Records supplied:

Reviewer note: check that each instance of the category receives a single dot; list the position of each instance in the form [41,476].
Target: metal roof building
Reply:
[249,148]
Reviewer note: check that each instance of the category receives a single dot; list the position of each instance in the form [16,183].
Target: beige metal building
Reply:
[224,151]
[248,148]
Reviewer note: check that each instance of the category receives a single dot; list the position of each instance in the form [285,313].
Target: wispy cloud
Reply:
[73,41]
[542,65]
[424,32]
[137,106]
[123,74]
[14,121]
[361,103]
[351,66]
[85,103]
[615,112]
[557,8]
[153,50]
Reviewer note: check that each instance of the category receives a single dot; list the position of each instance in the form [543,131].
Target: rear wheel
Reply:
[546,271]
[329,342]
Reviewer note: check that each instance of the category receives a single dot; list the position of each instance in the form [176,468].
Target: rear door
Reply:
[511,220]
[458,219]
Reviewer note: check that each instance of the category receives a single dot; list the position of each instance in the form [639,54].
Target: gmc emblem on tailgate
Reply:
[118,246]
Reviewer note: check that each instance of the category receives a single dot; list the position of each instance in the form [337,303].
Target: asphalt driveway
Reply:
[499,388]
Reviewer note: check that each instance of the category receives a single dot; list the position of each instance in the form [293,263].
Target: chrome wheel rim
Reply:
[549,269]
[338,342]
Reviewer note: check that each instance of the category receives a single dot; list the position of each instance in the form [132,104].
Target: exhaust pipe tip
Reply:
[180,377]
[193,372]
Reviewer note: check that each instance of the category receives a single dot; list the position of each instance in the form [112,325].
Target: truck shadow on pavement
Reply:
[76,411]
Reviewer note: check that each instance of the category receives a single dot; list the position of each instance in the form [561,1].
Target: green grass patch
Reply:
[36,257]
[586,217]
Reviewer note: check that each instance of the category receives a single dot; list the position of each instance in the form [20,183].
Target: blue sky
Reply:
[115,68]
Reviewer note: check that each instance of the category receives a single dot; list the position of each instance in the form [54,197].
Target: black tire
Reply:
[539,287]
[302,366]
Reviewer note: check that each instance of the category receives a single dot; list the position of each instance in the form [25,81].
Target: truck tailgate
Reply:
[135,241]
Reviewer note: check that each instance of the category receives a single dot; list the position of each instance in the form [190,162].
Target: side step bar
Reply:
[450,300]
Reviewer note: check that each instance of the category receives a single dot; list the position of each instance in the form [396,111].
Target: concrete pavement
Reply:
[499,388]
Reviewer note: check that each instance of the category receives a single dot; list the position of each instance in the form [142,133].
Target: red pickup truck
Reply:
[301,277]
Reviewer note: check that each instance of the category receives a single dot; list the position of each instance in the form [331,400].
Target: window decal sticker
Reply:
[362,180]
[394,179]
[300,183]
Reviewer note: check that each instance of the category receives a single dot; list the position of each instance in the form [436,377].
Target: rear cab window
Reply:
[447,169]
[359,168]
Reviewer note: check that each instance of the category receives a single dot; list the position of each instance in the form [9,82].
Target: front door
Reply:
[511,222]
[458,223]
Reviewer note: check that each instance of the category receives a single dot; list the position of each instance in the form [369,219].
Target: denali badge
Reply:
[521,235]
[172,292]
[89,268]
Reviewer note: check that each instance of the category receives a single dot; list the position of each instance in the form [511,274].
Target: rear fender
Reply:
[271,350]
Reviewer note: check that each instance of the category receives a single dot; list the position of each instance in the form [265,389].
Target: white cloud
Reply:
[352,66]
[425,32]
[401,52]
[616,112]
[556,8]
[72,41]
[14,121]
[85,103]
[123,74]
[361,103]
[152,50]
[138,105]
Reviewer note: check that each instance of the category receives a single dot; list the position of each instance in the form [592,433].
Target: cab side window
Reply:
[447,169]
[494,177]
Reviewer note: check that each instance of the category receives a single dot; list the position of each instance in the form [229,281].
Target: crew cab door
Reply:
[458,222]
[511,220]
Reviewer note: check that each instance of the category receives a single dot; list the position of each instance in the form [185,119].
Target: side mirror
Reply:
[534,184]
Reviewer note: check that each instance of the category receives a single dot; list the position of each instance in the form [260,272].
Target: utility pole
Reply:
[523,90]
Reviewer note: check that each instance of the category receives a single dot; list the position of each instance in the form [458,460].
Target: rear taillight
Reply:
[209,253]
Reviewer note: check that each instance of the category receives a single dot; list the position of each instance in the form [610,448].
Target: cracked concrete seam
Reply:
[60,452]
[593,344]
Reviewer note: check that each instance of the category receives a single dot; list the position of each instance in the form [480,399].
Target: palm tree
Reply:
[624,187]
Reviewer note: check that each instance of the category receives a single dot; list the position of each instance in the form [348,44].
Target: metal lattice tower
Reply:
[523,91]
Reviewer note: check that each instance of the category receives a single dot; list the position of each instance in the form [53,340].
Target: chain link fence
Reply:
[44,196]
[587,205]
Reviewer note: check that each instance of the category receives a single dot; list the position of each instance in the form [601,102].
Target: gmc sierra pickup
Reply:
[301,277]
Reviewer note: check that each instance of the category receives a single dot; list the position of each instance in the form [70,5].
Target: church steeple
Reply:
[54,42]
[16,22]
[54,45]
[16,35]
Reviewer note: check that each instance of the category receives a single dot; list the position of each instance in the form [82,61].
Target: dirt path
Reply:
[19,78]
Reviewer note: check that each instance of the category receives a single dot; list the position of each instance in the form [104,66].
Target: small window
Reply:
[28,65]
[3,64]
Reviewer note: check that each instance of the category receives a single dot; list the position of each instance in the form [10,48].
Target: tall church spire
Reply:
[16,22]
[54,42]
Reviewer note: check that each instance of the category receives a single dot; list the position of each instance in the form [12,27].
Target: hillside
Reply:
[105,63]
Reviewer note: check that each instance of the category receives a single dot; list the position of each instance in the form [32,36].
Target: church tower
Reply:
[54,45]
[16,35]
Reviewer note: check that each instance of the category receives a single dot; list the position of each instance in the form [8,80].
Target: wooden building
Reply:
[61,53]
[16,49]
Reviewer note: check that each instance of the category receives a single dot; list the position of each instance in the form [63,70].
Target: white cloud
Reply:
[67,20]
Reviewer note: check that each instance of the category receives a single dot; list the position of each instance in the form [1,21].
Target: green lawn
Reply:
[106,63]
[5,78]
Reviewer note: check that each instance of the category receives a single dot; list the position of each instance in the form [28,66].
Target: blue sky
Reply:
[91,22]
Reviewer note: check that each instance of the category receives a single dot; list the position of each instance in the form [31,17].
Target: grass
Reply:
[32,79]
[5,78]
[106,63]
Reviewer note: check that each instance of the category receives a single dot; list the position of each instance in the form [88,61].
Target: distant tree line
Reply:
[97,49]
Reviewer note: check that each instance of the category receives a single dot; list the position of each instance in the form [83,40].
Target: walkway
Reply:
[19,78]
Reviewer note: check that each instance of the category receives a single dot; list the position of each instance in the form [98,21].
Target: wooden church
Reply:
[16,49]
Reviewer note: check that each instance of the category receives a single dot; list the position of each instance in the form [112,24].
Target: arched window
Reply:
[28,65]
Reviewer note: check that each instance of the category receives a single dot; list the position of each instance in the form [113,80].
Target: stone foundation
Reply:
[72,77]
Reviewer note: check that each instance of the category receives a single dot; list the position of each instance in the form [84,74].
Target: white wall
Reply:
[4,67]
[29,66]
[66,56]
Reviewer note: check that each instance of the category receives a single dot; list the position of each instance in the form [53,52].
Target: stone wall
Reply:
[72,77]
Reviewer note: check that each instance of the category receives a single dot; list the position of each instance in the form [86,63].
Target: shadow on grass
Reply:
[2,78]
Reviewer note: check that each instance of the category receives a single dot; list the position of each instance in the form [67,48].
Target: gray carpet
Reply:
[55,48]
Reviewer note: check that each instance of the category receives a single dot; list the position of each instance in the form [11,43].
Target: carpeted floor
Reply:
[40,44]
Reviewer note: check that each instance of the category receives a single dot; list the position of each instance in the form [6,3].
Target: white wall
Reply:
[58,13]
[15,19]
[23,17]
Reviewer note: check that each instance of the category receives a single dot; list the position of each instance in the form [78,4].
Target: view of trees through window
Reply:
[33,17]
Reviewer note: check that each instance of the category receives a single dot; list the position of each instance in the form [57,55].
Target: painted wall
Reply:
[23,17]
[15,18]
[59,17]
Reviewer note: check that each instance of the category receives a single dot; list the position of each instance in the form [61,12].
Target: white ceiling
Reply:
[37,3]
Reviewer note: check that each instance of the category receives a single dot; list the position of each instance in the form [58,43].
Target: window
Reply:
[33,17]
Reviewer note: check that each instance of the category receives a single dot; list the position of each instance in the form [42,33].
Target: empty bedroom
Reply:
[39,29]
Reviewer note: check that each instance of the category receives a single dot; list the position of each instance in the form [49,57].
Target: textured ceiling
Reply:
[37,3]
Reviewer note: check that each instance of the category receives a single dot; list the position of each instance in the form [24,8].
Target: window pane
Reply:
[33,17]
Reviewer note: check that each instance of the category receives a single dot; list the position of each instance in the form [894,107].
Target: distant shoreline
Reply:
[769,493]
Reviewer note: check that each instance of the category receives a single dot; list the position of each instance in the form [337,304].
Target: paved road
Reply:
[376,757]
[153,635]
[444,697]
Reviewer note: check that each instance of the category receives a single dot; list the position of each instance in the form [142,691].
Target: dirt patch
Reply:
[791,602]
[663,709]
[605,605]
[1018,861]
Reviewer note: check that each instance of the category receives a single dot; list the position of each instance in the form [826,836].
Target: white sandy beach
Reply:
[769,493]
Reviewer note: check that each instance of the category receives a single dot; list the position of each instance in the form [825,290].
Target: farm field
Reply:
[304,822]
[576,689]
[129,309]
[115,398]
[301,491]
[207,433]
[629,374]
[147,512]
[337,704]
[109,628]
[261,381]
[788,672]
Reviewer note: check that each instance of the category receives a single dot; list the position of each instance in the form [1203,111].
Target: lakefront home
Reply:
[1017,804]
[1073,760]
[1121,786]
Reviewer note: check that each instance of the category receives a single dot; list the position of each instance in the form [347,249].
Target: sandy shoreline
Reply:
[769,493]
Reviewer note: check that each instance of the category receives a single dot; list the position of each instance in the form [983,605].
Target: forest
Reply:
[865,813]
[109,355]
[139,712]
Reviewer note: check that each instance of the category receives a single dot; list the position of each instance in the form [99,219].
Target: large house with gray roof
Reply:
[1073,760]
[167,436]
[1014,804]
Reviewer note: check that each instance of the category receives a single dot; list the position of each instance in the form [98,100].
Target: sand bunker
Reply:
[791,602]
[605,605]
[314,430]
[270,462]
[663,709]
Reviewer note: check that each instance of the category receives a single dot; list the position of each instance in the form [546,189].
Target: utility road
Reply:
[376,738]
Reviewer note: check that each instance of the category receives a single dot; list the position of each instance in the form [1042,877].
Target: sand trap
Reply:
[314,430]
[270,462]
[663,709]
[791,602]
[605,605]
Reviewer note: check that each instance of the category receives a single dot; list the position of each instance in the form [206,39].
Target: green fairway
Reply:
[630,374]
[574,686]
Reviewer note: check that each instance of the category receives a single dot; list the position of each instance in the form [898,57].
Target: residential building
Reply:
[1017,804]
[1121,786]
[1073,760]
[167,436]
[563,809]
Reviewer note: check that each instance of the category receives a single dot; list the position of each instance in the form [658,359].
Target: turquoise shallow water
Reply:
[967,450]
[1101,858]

Stated task:
Write out the lines of the entries word for word, beginning at the line that has "the form [898,57]." and stopping after the final line of the entries. Include both of those lines.

Task output:
Reviewer note: check that each instance of the category receives a single dot; list the position of each instance in the form [898,57].
Target: residential building
Reply:
[1017,804]
[1121,786]
[1073,760]
[167,436]
[563,809]
Reviewer note: check that each instance of the category receives a single dot; list the position of each instance in the form [658,359].
Target: turquoise shallow water
Reply:
[967,450]
[1101,858]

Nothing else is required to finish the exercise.